The circumstances of this country at the present time are little short of appalling. If an individual were to consign to the care of a physician the health of himself and his family, throwing on him the responsibility of maintaining them all at the highest pitch of efficiency, and at the end of some years he, his wife, and his children had become deplorable wrecks, that physician . could not rebut the charge of inefficiency or failure. Six and a half years ago the people of this Commonwealth entrusted to the late Government the management of its affairs. When they took office our finances were sound, trade prosperous, and industry progressive. In what circumstances did that Government go out of office? Contrasted with the black present, the conditions prevailing when they took over the reins of government were as a roseate dawn compared to a Cimmerian night.
As the Prime Minister reminded us we had then, in London, large credits that had been built up by careful management; there was a great surplus in the Treasury that had accumulated as a result of wise government. For six and a half years there had been an excess of exports over imports amounting to £60,800,000, while during the last six years there was an excess of imports over exports of £42,000,000, a difference, in the aggregate, of over £102,000,000. I remind, those whose memories arc of the convenient kind that retains the dross and lets the gold escape, that when the reins of government were handed to the late administration, there was only 7 per cent, of unemployment, and now the proportion has reached 17 per cent. Upon whose shoulders rests the responsibility for this? The people, who are the judges, have delivered a verdict of crushing condemnation. I mention these things because it is necessary to clear the air.
We should deal with the proposals of the present Government on their merits, and, if wrong, condemn them. If we have anything better to offer we should put it forward. The proposals of this Government have, at least, the merit of being concrete. Moreover, the Ministry accepts responsibility for its own policy, and does not creep into this chamber sheltering behind commissions, royal or otherwise. The Government having thus put forward its proposals, we can place on the shoulders of Ministers the responsibility for their acts. The late Government never accepted responsibility. The only act for which it took complete responsibility was the act which destroyed if.

####################

## WRITTEN TASKS
A. Copy the part of the speech that begins at the words "The circumstances of" and stops after "a Cimmerian night.", substituting "doctor" for "physician".
B. Does the speech support each of these statements? (i) Unemployment stood at 7 per cent when the late administration took office. (ii) The late Government held office for ten years. (iii) The speaker calls the present Government's proposals vague.

## RAW DATA
####################

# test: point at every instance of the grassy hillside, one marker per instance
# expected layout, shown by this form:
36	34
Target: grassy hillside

####################

## FINAL ANSWERS
A.
The circumstances of this country at the present time are little short of appalling. If an individual were to consign to the care of a doctor the health of himself and his family, throwing on him the responsibility of maintaining them all at the highest pitch of efficiency, and at the end of some years he, his wife, and his children had become deplorable wrecks, that doctor . could not rebut the charge of inefficiency or failure. Six and a half years ago the people of this Commonwealth entrusted to the late Government the management of its affairs. When they took office our finances were sound, trade prosperous, and industry progressive. In what circumstances did that Government go out of office? Contrasted with the black present, the conditions prevailing when they took over the reins of government were as a roseate dawn compared to a Cimmerian night.

B.
(i) Yes: "there was only 7 per cent, of unemployment"
(ii) No: "Six and a half years ago the people of this Commonwealth entrusted to the late Government the management of its affairs"
(iii) No: "The proposals of this Government have, at least, the merit of being concrete"